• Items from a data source
::::

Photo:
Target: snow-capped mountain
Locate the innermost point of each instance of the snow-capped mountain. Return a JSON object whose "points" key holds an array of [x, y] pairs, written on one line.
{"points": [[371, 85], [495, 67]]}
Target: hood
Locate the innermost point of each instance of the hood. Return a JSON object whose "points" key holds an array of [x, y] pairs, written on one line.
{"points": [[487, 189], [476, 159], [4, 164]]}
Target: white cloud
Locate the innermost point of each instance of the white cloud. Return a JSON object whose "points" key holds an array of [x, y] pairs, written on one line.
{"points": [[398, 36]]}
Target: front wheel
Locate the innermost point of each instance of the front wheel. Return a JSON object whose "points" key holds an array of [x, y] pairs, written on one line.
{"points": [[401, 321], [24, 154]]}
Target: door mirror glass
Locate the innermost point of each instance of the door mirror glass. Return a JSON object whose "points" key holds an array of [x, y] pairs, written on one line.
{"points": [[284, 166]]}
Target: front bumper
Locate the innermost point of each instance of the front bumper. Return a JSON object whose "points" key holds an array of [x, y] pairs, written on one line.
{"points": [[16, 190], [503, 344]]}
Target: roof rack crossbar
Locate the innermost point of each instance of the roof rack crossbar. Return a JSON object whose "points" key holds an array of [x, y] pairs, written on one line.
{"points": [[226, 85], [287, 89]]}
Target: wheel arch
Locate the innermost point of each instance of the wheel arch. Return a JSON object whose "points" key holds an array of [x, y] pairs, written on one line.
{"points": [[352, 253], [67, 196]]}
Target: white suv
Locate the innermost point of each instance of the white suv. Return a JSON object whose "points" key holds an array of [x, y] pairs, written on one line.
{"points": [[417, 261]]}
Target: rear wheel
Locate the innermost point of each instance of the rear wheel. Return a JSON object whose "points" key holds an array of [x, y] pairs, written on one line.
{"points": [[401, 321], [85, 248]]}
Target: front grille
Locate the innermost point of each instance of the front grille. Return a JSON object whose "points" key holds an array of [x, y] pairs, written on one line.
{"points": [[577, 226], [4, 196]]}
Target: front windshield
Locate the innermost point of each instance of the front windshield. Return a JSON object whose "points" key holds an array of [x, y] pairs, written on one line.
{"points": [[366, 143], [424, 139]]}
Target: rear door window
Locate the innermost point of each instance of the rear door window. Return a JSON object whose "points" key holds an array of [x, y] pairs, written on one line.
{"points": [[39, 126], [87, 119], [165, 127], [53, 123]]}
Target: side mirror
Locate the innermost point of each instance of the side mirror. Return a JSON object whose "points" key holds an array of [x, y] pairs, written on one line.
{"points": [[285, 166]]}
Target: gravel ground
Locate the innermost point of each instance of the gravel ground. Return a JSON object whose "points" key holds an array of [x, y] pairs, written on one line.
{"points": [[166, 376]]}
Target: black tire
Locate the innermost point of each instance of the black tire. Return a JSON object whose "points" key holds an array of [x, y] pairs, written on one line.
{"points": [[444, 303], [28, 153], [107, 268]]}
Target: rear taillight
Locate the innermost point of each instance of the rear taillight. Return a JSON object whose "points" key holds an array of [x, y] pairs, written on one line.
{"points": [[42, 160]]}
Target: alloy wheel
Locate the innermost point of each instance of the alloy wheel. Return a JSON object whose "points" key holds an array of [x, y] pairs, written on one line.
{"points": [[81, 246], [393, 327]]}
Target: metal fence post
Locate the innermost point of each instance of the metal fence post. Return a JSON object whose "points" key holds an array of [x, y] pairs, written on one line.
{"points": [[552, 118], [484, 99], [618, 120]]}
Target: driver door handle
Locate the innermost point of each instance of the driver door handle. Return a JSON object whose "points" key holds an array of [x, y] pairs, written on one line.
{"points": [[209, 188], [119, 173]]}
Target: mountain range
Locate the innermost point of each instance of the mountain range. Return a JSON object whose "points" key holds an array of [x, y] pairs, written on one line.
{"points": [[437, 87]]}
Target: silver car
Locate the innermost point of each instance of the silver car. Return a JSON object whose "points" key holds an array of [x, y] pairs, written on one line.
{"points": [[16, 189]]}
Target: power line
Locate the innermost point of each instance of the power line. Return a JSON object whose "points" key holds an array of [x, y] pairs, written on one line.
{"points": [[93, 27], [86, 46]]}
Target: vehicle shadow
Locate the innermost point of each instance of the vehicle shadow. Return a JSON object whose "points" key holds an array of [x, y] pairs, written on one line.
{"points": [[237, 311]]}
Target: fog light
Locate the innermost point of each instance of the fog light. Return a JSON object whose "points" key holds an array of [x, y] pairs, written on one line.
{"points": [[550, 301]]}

::::

• GOAL OF THE EXERCISE
Look above for the line that contains "Target: front windshield". Starting there, transcribe every line exactly until you have copied the line that contains "Target: alloy wheel".

• YOUR SOLUTION
Target: front windshield
Locate the innermost point of each instance of the front windshield. Return a JSON object whose "points" key holds an array of [x, y] pairs, written on one line.
{"points": [[366, 143], [424, 139]]}
Target: rear door window
Locate the innermost point of each instance of the rear door window. Return a JSON object whose "points" key holds an array of [x, y] pairs, written on one line.
{"points": [[39, 126], [87, 119], [165, 127], [53, 123]]}
Target: side mirror
Locate the innermost point of each instance of the side mirror. Return a JSON object whose "points" key holds an array of [x, y] pairs, written on one line.
{"points": [[285, 166]]}
Target: gravel ground
Locate the innermost point of each instance of the gravel ground. Return a JSON object whose "points" key holds an array of [x, y] pairs, written on one line.
{"points": [[166, 376]]}
Target: black tire
Locate the innermost point of each instance of the black tire. Return a JSON object whose "points" key holds an array of [x, y] pairs, written on one line.
{"points": [[444, 303], [28, 153], [107, 268]]}
Target: rear taillight
Locate the innermost point of each instance of the rear taillight. Return a JSON object whose "points" key holds an array of [x, y] pairs, written on one line.
{"points": [[42, 160]]}
Target: alloy wheel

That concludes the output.